Stated task: Rewrite the stretch from the line containing "point: drainpipe -- one" through the end of the entries, requests included, scaling each x and y coordinate in the answers by 1.1. Round each result to a whole number, rounding halves up.

Excerpted records:
────────────────────────────────────────

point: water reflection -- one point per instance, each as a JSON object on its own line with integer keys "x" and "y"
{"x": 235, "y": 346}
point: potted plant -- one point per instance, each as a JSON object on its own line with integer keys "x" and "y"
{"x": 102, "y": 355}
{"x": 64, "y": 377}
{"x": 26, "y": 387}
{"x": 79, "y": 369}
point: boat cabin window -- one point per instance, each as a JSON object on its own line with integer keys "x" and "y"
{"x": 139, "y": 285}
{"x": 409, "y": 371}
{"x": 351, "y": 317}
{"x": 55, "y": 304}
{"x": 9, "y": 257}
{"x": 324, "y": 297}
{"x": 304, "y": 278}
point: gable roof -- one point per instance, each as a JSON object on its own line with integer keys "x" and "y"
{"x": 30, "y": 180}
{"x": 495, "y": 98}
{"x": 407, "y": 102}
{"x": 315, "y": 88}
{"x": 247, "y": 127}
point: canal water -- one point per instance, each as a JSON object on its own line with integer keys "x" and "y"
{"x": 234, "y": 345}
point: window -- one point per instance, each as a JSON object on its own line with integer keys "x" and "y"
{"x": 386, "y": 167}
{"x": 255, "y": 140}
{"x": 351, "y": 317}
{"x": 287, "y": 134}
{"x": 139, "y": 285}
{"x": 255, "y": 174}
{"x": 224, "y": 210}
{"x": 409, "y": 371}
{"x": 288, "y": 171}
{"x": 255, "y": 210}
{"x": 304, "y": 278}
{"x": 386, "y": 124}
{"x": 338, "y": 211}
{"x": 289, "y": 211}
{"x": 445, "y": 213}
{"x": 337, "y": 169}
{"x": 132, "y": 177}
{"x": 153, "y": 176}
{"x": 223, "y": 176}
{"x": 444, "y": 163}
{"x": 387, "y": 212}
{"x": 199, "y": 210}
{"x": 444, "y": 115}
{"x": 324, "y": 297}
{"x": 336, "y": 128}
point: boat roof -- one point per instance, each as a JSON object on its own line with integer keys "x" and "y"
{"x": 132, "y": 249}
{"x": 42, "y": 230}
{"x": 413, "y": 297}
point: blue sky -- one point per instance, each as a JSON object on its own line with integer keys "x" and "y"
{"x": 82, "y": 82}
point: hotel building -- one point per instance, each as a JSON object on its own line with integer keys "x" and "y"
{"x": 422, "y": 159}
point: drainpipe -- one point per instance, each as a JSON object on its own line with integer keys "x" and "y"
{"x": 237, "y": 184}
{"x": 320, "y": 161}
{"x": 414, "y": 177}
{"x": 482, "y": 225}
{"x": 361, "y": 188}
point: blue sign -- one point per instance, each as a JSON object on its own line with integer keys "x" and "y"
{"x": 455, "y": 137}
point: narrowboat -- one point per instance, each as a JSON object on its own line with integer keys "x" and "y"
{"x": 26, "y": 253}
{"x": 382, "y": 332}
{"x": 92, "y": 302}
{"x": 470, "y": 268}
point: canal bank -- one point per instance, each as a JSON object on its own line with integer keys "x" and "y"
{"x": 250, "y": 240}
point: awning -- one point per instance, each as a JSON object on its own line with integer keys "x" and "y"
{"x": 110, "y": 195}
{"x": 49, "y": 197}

────────────────────────────────────────

Expected output:
point: drainpipe -- one point per instance, each as a JSON object on its own line with integer keys "x" and "y"
{"x": 261, "y": 202}
{"x": 352, "y": 177}
{"x": 455, "y": 195}
{"x": 530, "y": 248}
{"x": 397, "y": 207}
point: blue sign -- one point per instance, each as a JSON object on its own line with integer keys "x" and "y"
{"x": 501, "y": 151}
point: narrowboat -- one point per instance, each as a JSON object on its own line with integer keys "x" and "y"
{"x": 29, "y": 278}
{"x": 420, "y": 365}
{"x": 101, "y": 332}
{"x": 517, "y": 295}
point: canal bank -- one point per instance, each as a JSON object on its own line with integer keys "x" and "y"
{"x": 275, "y": 264}
point: awning -- one point per instance, each as a JSON object on its own line with integer keys "x" and "y"
{"x": 121, "y": 215}
{"x": 54, "y": 217}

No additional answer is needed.